■ Description of the task
Give every line below again, exactly.

___

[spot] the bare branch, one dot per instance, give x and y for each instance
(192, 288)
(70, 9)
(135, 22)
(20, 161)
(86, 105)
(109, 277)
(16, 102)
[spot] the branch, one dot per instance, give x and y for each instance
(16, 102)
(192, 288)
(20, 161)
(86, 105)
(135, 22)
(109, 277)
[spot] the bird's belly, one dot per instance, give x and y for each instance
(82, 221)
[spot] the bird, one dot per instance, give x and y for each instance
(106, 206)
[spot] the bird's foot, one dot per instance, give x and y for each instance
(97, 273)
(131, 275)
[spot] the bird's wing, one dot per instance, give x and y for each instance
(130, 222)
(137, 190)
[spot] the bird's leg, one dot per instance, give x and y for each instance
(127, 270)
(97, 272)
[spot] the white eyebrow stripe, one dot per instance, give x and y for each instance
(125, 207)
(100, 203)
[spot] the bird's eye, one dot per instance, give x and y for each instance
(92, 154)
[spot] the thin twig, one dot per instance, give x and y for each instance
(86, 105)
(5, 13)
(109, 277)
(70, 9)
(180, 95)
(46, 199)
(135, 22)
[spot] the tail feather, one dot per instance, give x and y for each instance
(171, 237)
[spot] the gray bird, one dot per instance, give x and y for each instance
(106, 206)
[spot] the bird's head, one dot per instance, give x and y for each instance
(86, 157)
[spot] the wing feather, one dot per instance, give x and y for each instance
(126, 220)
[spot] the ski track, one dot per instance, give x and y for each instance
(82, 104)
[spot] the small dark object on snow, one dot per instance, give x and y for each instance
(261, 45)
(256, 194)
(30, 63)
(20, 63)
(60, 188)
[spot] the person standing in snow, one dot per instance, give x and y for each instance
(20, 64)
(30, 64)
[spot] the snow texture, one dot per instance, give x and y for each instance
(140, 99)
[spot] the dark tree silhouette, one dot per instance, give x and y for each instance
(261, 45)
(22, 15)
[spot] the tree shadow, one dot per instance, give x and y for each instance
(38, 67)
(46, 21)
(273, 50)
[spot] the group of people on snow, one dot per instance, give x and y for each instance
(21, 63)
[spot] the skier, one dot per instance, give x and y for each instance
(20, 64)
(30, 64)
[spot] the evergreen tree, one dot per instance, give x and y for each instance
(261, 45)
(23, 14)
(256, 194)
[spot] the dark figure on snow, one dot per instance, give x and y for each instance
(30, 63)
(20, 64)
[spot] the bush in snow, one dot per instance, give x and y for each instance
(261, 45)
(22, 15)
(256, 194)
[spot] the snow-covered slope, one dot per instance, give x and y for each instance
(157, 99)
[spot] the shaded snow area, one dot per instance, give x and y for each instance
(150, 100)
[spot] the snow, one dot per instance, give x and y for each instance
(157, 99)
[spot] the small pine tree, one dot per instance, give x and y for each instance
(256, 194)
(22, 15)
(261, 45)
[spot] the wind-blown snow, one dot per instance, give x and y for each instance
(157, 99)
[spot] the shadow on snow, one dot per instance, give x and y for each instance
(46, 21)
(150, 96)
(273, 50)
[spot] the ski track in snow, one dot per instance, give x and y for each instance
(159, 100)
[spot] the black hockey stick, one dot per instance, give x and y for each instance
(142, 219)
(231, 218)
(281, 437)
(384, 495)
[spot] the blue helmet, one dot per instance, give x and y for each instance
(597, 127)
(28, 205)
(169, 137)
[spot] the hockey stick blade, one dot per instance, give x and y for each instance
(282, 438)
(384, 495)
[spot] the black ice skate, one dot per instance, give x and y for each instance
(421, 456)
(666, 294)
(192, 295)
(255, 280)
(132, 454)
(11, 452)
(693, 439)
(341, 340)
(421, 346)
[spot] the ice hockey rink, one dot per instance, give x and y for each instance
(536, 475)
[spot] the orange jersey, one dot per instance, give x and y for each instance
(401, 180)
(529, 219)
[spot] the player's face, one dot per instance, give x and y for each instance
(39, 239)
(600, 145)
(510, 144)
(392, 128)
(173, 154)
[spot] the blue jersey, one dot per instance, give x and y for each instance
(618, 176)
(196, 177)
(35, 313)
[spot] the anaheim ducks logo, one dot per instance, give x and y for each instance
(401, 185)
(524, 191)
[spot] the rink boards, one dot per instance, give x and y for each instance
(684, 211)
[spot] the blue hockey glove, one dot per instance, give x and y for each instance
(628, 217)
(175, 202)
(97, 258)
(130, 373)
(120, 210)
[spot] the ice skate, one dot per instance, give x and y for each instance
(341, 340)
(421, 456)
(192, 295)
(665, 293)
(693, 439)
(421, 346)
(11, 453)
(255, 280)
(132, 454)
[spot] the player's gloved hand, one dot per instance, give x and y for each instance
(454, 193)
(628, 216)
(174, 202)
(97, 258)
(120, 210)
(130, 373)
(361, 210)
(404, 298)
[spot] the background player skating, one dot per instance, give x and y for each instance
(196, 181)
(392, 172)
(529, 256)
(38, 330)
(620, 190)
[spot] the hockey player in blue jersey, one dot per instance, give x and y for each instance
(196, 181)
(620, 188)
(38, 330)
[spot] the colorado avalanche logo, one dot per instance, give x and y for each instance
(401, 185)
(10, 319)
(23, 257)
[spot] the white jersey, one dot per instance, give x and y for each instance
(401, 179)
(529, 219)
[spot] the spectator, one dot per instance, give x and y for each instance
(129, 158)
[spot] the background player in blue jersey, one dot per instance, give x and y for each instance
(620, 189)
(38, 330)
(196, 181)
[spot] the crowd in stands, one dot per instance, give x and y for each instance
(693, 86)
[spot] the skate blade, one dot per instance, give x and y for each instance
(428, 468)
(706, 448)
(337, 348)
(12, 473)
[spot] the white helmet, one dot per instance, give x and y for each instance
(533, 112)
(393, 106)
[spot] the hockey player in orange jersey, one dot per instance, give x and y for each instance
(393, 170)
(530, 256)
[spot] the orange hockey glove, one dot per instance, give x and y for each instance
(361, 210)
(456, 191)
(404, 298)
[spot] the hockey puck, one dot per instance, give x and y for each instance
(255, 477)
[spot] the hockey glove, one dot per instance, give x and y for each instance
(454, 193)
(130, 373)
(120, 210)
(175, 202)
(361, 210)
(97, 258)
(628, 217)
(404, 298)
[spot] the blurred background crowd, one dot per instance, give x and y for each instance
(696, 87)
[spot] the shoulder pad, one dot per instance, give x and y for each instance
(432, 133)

___

■ Response box
[spot] the bare branch, one dot per instance, give x and y for each instance
(192, 288)
(70, 9)
(135, 22)
(20, 161)
(86, 105)
(109, 277)
(16, 102)
[spot] the branch, one dot per instance, give x and y for each instance
(16, 102)
(192, 288)
(20, 161)
(86, 105)
(135, 22)
(109, 277)
[spot] the bird's belly, one dot per instance, give x and y for each instance
(82, 221)
[spot] the bird, one dot per instance, give x and y for each instance
(106, 206)
[spot] the bird's foot, one dot per instance, give x and y for each instance
(97, 273)
(131, 275)
[spot] the bird's wing, one dot per instance, give x and y for each instance
(130, 222)
(137, 190)
[spot] the bird's leg, one dot per instance, give x and y for each instance
(127, 270)
(97, 272)
[spot] the white eyebrow stripe, one dot per instance, give x and y for each instance
(125, 207)
(100, 203)
[spot] the bird's eye, one dot per instance, give x and y for each instance
(92, 154)
[spot] the thin twig, one dot per instance, give x and y for each instance
(86, 105)
(5, 13)
(109, 277)
(70, 9)
(180, 95)
(46, 199)
(135, 22)
[spot] the tail feather, one dot per instance, give x and y for each instance
(171, 237)
[spot] the gray bird, one dot per instance, give x and y for each instance
(106, 206)
[spot] the bird's head, one dot per instance, give x and y for each instance
(86, 157)
[spot] the wing feather, one dot per instance, give x and y for each instance
(126, 220)
[spot] the ski track, one dot per instance, give x and y for each instance
(82, 104)
[spot] the small dark object on snow, one dot per instance, give x and y for each instance
(261, 45)
(256, 194)
(30, 63)
(20, 63)
(60, 188)
[spot] the person standing in snow, one dot per instance, give x and y for each instance
(20, 64)
(30, 64)
[spot] the snow texture, one dot per instance, give x and y for each instance
(140, 99)
[spot] the dark tree silhouette, one dot per instance, give x and y for each instance
(261, 45)
(22, 15)
[spot] the tree shadow, one dot per instance, give x and y for each instance
(38, 67)
(46, 21)
(273, 50)
[spot] the group of people on snow, one dot per instance, give x and y for each instance
(21, 63)
[spot] the skier, one dot per instance, give x and y for each instance
(20, 64)
(30, 64)
[spot] the evergreen tree, one dot per instance, give x and y for each instance
(261, 45)
(23, 14)
(256, 194)
[spot] the dark figure on snow, one dot per instance, give x and y for each instance
(30, 63)
(20, 64)
[spot] the bush in snow, one dot per instance, give x and y for each instance
(261, 45)
(22, 15)
(256, 194)
[spot] the snow-covered slope, one dot per instance, give x and y for each instance
(157, 99)
[spot] the shaded snow area, one dot per instance, give x and y for each instance
(150, 100)
[spot] the snow, one dot per instance, give x and y for each instance
(157, 99)
[spot] the small pine tree, one dot per instance, give x and y for each instance
(256, 194)
(22, 15)
(261, 45)
[spot] the wind-blown snow, one dot per instance, give x and y for each instance
(157, 99)
[spot] the shadow on snow, one dot per instance, give x and y for each instance
(46, 21)
(150, 96)
(273, 50)
[spot] the ski track in snow, one dot per instance, give x and y for each instance
(159, 100)
[spot] the black hockey stick, one dot per instance, give x and y for each instance
(142, 219)
(231, 218)
(281, 437)
(384, 495)
[spot] the blue helmet, one dot per instance, give x and y for each instance
(597, 127)
(28, 205)
(169, 137)
[spot] the hockey stick blade, one dot per instance, give x and y for each instance
(282, 438)
(384, 495)
[spot] the black ice skate, one dot per instance, give x and y for each instance
(421, 456)
(666, 294)
(192, 295)
(255, 280)
(132, 454)
(11, 452)
(693, 439)
(341, 340)
(421, 346)
[spot] the ice hockey rink, one dot per instance, give x and y for each instance
(536, 475)
[spot] the orange jersey, one dot per instance, give x and y for each instance
(401, 180)
(529, 219)
[spot] the player's face, one dot per instance, give x and y for each instance
(39, 239)
(600, 145)
(510, 144)
(392, 128)
(173, 154)
[spot] the blue jersey, one dot per instance, give x and y for each instance
(618, 176)
(196, 177)
(35, 313)
[spot] the anaheim ducks logo, one dot per instance, give x and y for each instance
(401, 185)
(524, 191)
[spot] the rink boards, one dot per instance, give x and y for each instance
(684, 211)
[spot] the blue hockey glove, one dot per instance, give x and y for each instance
(628, 217)
(175, 202)
(97, 258)
(130, 373)
(120, 210)
[spot] the ice skate, one dot per instance, give x and y for each instance
(341, 340)
(421, 456)
(192, 295)
(665, 293)
(693, 439)
(421, 346)
(11, 453)
(255, 280)
(132, 454)
[spot] the player's gloved hand, one dot per instance, give x and y for each instance
(454, 193)
(628, 216)
(174, 202)
(97, 258)
(120, 210)
(130, 373)
(361, 210)
(404, 298)
[spot] the background player skating, one dot per instance, give x and y for each instance
(196, 181)
(392, 172)
(529, 256)
(38, 330)
(620, 190)
[spot] the hockey player in blue jersey, one dot per instance, give x and y for each instance
(196, 181)
(620, 188)
(38, 330)
[spot] the colorado avalanche logo, one dot per instance, give x and y for each instance
(401, 185)
(10, 319)
(23, 257)
[spot] the white jersey, one dot per instance, give x and y for each instance
(401, 179)
(529, 219)
[spot] the spectator, one dot per instance, give x and y for each instance
(129, 158)
[spot] the background player in blue jersey, one dot per instance, give x and y for each instance
(620, 189)
(38, 330)
(196, 181)
[spot] the crowd in stands, one dot per instance, give x and y for each instance
(693, 86)
[spot] the skate blade, one dot per instance, give x and y for each instance
(428, 468)
(706, 448)
(337, 348)
(12, 473)
[spot] the white helmet, one dot per instance, give x and y for each instance
(533, 112)
(393, 106)
[spot] the hockey player in orange jersey, one dot per instance, give x and y for each instance
(393, 170)
(530, 256)
[spot] the orange hockey glove, one dot per instance, give x and y for each instance
(361, 210)
(456, 191)
(404, 298)
[spot] the hockey puck, one dot per instance, give x and y for each instance
(255, 477)
[spot] the hockey glove, one dot per instance, give x and y for each instance
(454, 193)
(130, 373)
(120, 210)
(175, 202)
(361, 210)
(97, 258)
(628, 217)
(404, 298)
[spot] the blurred background crowd, one dot per instance, give x and y for each instance
(696, 87)
[spot] the shoulder pad, one dot per instance, give x and y for each instance
(432, 133)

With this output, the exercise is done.